- _Input data_:

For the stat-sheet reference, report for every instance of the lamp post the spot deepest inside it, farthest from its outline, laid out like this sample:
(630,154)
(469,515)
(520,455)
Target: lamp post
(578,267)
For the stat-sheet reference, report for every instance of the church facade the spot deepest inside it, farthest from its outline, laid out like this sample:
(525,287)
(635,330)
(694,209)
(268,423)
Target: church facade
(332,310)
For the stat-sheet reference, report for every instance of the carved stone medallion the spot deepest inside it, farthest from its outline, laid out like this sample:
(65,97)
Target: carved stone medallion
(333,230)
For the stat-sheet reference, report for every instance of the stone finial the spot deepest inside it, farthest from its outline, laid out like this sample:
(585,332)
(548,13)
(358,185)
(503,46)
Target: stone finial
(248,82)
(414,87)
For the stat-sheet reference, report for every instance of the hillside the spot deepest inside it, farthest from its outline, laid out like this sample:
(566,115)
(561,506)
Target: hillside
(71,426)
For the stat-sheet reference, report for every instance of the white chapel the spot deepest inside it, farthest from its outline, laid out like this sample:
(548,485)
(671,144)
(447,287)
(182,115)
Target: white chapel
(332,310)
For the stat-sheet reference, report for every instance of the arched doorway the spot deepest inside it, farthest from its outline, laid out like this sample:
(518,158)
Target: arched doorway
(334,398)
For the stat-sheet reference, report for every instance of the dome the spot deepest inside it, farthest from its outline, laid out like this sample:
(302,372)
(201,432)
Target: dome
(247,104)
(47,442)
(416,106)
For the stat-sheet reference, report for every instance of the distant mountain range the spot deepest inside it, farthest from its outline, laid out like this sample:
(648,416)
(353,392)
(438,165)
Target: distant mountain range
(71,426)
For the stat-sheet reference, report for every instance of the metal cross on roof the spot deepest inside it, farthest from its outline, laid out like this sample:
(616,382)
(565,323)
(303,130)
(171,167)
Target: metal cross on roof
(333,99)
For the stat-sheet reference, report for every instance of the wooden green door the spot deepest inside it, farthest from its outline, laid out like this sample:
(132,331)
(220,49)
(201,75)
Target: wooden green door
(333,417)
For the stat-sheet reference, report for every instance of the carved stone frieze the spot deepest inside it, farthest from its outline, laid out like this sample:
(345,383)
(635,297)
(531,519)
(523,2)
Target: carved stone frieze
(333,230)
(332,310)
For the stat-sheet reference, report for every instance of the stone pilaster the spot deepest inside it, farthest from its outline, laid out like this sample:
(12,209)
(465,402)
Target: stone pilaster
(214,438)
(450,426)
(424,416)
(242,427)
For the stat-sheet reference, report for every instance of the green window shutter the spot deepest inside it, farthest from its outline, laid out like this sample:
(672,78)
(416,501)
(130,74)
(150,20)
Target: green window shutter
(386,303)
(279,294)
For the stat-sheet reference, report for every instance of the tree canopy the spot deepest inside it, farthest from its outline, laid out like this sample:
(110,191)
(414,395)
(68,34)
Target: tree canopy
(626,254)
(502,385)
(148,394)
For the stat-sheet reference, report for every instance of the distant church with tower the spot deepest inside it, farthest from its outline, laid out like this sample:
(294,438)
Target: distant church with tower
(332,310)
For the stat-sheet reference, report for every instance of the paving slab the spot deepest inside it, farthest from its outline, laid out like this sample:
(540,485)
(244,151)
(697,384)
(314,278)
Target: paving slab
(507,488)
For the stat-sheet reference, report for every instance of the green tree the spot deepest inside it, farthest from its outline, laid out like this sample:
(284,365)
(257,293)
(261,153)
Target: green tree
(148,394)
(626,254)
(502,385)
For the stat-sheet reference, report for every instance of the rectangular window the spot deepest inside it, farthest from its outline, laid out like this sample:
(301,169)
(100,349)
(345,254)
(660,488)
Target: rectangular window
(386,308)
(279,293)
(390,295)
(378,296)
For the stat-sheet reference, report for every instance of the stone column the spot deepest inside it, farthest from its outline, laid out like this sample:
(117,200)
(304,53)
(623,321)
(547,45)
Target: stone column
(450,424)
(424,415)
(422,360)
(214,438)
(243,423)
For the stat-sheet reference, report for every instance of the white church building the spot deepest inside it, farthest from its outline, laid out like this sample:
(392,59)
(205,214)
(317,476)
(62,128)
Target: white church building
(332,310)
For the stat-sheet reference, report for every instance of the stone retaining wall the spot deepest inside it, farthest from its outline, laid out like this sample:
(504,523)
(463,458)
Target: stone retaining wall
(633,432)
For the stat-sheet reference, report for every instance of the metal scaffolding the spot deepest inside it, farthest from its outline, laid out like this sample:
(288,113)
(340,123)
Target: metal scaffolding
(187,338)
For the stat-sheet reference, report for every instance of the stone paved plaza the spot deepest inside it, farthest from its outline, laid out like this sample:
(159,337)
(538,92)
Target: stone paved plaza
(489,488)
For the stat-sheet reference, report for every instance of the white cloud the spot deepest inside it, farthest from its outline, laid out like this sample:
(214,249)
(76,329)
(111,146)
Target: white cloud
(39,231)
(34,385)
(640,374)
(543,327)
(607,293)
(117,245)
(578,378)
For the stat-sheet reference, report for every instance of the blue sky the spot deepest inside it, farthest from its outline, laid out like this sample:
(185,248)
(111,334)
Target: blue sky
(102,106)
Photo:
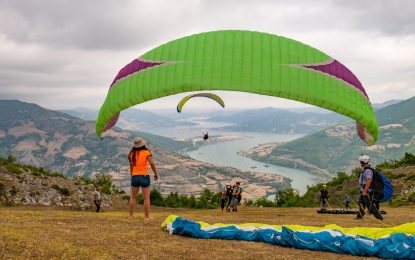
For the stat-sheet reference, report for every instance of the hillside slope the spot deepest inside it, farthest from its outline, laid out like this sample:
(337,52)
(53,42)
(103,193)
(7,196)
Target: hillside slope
(69,145)
(337,148)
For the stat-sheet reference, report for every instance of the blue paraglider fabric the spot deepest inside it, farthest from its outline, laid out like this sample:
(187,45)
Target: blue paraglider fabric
(394,245)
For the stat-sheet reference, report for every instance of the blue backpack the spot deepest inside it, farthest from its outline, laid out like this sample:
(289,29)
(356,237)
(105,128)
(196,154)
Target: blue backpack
(381,186)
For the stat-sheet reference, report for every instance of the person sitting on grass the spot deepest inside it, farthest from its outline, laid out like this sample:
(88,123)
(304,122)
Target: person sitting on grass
(224,196)
(235,195)
(324,196)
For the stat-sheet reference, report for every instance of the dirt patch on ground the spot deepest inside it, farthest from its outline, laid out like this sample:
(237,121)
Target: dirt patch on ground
(28,128)
(111,235)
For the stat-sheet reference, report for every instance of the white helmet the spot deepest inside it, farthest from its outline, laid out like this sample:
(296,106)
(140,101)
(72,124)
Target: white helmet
(364,158)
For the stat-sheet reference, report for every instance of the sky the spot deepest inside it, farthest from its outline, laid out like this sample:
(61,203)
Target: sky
(63,54)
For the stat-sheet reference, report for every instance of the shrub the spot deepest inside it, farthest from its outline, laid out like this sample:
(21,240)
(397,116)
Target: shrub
(64,191)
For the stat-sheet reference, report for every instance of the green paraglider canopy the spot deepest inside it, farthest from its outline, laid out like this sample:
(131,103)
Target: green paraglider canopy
(243,61)
(206,95)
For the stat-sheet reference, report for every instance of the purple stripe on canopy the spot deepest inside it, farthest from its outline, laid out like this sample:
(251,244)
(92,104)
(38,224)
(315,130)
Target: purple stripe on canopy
(338,70)
(132,67)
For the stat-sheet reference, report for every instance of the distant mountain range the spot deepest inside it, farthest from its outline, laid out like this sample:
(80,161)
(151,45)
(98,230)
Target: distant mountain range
(337,148)
(68,145)
(279,121)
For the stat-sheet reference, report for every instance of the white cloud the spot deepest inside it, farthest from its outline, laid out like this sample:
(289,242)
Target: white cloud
(65,53)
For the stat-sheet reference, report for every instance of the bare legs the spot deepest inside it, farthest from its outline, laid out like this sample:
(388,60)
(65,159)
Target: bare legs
(146,194)
(133,201)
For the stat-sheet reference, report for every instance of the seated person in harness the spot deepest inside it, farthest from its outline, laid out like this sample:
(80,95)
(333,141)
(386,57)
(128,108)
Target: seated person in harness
(225,195)
(366,191)
(235,195)
(324,196)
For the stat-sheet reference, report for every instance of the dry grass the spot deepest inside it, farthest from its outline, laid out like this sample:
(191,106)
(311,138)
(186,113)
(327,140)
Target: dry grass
(40,232)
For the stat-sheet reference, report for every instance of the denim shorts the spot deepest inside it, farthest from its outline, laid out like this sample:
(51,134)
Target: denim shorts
(140,181)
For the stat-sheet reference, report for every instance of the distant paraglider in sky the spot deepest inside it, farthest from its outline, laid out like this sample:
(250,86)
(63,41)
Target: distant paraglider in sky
(244,61)
(206,95)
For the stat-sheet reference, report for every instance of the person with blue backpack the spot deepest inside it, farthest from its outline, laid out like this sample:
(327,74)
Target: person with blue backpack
(366,178)
(374,188)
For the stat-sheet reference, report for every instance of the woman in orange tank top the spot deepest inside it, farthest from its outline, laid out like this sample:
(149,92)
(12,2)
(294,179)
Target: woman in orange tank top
(140,157)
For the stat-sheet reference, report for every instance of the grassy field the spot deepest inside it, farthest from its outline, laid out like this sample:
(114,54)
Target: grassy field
(46,232)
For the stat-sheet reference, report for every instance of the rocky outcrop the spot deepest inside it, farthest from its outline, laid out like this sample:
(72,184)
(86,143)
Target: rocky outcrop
(26,188)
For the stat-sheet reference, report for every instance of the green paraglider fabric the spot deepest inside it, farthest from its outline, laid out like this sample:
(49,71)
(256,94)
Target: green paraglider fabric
(244,61)
(206,95)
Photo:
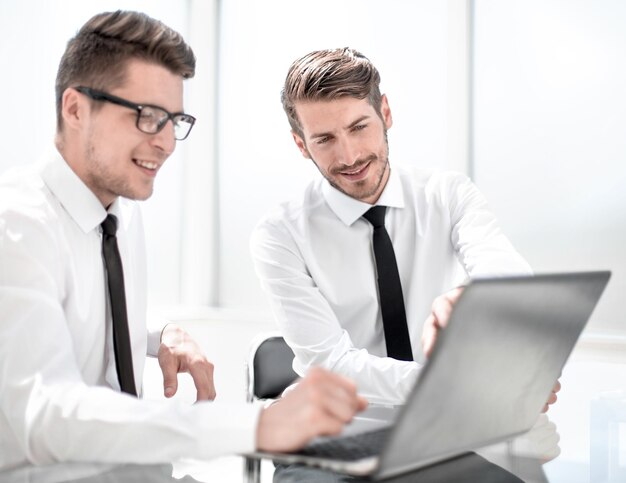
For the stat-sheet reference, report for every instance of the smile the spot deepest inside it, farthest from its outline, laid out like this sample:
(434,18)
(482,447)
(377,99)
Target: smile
(357,173)
(146,164)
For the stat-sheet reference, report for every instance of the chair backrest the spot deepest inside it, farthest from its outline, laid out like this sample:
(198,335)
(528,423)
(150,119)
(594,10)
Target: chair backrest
(270,368)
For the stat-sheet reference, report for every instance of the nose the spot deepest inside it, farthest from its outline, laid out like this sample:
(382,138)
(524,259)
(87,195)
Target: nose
(348,151)
(164,140)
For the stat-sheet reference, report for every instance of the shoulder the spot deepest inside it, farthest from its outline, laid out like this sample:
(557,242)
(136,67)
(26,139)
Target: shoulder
(292,214)
(443,186)
(29,223)
(24,200)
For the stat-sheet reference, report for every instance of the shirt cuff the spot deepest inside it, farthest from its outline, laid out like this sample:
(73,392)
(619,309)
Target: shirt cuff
(154,339)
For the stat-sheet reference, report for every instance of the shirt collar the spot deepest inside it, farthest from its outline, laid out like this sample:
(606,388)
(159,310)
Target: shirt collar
(76,198)
(349,209)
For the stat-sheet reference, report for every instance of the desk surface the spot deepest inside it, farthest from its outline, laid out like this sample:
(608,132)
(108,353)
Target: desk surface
(581,439)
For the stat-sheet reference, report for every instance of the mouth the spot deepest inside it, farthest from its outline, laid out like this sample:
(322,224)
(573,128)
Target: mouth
(356,174)
(148,167)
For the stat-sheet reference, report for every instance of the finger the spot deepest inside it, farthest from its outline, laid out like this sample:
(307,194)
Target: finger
(442,308)
(429,335)
(202,374)
(169,368)
(337,395)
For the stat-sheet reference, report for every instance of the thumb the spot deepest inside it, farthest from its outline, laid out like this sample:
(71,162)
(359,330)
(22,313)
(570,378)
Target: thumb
(170,378)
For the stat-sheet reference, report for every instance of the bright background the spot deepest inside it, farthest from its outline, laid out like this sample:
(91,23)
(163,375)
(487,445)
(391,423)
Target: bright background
(528,98)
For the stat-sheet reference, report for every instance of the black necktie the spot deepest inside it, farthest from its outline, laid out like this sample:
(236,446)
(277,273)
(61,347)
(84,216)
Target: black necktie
(115,277)
(389,289)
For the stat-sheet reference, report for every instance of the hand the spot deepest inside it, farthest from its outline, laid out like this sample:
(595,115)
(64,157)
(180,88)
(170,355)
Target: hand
(552,398)
(438,319)
(178,352)
(320,404)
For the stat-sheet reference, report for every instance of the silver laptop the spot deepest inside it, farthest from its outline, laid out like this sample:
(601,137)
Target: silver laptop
(487,379)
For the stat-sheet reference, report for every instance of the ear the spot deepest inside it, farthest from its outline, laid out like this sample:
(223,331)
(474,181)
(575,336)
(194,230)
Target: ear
(301,145)
(385,111)
(73,108)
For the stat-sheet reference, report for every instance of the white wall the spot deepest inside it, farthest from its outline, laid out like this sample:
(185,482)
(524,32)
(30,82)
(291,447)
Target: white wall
(550,134)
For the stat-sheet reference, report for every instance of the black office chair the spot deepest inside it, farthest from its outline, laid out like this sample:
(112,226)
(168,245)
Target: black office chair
(269,372)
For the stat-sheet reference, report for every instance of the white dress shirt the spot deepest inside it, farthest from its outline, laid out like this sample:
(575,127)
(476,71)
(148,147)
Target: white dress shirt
(315,260)
(59,396)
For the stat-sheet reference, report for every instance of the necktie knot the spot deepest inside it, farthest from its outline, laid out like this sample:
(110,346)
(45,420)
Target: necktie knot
(109,225)
(376,216)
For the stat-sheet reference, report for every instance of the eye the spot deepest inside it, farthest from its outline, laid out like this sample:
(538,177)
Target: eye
(322,140)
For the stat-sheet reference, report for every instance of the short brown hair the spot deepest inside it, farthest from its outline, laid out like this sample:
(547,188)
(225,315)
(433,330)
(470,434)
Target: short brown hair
(327,75)
(98,55)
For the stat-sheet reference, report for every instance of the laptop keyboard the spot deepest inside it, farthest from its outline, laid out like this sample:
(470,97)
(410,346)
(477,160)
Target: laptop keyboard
(348,448)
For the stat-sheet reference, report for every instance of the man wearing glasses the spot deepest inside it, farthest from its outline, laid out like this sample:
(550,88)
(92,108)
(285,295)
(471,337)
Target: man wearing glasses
(73,334)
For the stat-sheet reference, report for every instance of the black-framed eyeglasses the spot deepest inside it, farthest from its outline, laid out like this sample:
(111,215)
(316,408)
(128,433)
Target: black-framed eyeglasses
(150,119)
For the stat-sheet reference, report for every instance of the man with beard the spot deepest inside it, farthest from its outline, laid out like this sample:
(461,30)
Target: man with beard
(318,257)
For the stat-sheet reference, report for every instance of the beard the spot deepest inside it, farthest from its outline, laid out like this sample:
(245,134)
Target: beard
(366,188)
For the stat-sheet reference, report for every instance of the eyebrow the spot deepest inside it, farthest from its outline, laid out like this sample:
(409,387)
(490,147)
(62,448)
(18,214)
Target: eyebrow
(349,126)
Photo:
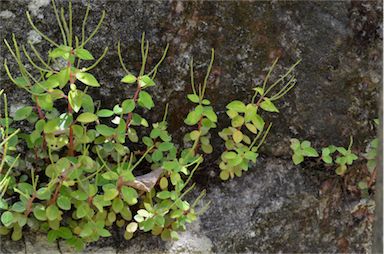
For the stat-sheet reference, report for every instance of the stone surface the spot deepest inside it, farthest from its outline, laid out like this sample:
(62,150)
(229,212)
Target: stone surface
(274,207)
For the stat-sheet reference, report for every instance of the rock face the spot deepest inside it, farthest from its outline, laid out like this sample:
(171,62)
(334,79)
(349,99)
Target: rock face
(275,207)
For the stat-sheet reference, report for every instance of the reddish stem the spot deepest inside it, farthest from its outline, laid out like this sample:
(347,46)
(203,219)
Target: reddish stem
(56,194)
(29,205)
(42,117)
(130,114)
(198,128)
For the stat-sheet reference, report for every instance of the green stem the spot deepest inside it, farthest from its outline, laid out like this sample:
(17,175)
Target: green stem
(98,60)
(59,22)
(39,32)
(121,58)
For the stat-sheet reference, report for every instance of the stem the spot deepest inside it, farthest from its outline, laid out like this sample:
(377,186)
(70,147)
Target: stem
(42,117)
(94,31)
(98,60)
(144,54)
(65,25)
(269,73)
(154,70)
(121,58)
(192,77)
(70,38)
(39,32)
(264,136)
(84,23)
(207,75)
(130,114)
(59,22)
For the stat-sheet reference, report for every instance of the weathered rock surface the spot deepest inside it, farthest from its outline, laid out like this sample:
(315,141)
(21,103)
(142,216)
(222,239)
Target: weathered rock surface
(274,207)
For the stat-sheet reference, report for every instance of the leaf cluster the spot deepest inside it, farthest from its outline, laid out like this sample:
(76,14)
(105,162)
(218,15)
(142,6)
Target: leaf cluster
(331,155)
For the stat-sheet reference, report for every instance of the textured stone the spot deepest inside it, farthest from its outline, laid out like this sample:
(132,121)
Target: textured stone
(275,207)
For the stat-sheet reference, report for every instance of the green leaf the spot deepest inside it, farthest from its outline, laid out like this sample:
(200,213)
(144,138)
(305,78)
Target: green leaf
(145,100)
(144,213)
(166,146)
(193,117)
(105,130)
(87,79)
(207,148)
(145,81)
(327,159)
(310,152)
(131,227)
(75,100)
(110,175)
(193,97)
(237,136)
(237,106)
(258,121)
(18,207)
(362,185)
(64,202)
(87,117)
(61,51)
(295,144)
(7,218)
(39,212)
(52,212)
(110,194)
(87,103)
(210,114)
(237,121)
(129,79)
(84,54)
(251,128)
(65,233)
(79,195)
(297,158)
(129,195)
(340,170)
(305,144)
(82,210)
(195,134)
(224,175)
(128,106)
(342,150)
(22,113)
(157,155)
(105,113)
(268,105)
(259,89)
(117,205)
(229,155)
(163,183)
(52,125)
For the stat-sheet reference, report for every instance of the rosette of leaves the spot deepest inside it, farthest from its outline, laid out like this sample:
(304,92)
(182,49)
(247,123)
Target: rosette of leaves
(248,130)
(331,155)
(371,156)
(301,150)
(8,143)
(82,177)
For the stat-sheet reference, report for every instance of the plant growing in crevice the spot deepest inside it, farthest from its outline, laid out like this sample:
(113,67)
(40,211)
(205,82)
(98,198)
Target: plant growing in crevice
(370,155)
(330,155)
(246,121)
(82,172)
(78,178)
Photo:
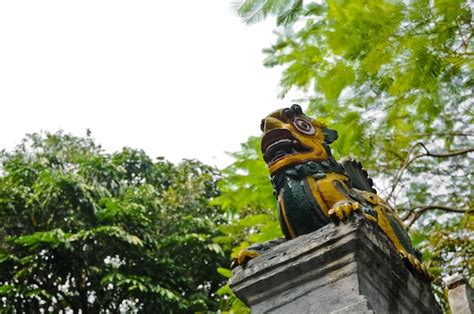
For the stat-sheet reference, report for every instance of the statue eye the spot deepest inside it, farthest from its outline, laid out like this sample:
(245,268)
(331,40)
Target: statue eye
(288,113)
(297,109)
(304,126)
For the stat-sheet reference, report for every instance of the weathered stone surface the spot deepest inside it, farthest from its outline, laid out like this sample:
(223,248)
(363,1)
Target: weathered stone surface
(350,268)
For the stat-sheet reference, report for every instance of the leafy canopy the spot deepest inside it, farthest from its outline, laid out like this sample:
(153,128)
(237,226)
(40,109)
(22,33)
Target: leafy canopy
(93,232)
(395,79)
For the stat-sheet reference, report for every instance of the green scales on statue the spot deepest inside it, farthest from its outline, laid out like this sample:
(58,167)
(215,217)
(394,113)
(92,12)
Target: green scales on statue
(313,189)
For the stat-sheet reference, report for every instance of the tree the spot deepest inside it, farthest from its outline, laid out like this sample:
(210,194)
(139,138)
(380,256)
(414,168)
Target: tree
(94,232)
(395,79)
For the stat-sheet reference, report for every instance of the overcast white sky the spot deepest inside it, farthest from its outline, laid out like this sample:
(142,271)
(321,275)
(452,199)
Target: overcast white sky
(179,79)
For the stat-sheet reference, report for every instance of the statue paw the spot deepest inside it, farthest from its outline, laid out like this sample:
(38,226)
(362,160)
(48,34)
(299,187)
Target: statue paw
(242,257)
(342,210)
(417,266)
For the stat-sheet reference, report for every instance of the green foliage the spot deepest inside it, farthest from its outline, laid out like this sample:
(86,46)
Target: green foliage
(395,79)
(85,230)
(247,195)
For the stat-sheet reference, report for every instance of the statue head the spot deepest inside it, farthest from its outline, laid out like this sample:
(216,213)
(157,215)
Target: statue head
(290,137)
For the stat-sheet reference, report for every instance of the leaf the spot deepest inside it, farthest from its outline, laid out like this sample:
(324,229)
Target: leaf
(224,272)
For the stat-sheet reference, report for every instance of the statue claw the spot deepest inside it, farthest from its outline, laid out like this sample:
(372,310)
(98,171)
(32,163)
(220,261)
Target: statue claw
(242,257)
(342,210)
(417,265)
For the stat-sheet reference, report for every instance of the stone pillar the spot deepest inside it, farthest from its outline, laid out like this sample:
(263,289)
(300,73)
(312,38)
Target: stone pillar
(460,296)
(350,268)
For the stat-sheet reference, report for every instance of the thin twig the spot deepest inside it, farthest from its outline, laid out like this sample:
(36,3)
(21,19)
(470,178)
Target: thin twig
(408,161)
(417,211)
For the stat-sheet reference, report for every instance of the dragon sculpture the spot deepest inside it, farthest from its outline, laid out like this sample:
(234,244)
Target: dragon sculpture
(313,189)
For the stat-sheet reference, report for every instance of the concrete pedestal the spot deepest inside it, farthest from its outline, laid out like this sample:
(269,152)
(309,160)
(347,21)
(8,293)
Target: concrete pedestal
(350,268)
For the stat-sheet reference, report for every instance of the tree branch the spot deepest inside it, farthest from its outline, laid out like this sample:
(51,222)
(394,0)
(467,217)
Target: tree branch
(427,153)
(416,212)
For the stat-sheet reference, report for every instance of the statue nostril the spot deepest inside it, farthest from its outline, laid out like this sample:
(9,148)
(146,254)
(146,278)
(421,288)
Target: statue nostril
(288,113)
(297,109)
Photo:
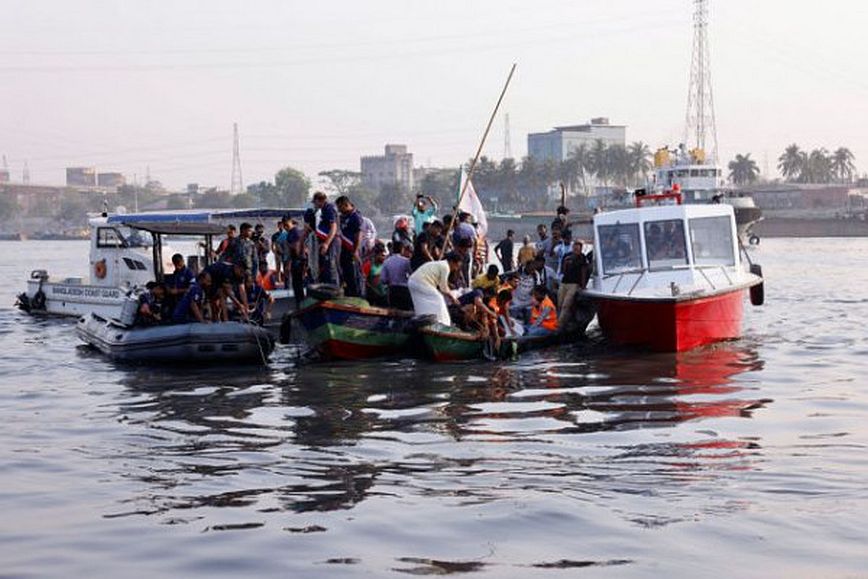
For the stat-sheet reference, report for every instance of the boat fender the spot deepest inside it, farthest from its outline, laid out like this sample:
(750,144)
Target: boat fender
(99,269)
(324,291)
(286,329)
(38,301)
(757,292)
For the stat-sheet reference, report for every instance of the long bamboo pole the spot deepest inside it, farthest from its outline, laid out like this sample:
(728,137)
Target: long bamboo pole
(473,163)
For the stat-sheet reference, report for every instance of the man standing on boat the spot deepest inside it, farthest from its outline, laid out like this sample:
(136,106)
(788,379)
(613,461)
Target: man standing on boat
(291,251)
(429,287)
(326,231)
(575,273)
(504,249)
(395,274)
(351,242)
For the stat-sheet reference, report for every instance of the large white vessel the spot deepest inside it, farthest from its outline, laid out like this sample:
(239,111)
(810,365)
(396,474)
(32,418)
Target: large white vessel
(127,251)
(700,181)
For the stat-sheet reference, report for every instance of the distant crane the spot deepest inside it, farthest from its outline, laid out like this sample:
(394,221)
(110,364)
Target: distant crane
(701,128)
(237,184)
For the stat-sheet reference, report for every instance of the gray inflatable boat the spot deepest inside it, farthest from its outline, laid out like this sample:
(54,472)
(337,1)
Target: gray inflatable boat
(178,343)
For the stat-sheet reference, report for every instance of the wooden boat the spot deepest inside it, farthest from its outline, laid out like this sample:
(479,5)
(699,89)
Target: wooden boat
(451,344)
(352,329)
(670,277)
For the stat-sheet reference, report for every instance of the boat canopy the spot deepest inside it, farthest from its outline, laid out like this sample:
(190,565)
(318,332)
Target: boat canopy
(173,228)
(200,216)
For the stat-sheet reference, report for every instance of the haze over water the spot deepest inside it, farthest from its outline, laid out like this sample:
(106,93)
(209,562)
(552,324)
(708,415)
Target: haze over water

- _Exercise instructions_: Copy out word for word the lines from the one containing "the boat canopy" through the end of the records, including both of those lines.

- _Output_:
For the stat-sheet reference, report for every instance of the boat canopy the spot deepest inside it, farthest from its outline, laid out like this sample:
(190,565)
(318,332)
Target: boat canopy
(173,228)
(200,216)
For the stat-sheet reference, report for every instance of the haze over water the spot deepest inside it, farthest from its outline, laid out like this sample:
(106,93)
(209,562)
(552,324)
(708,415)
Target: haze over water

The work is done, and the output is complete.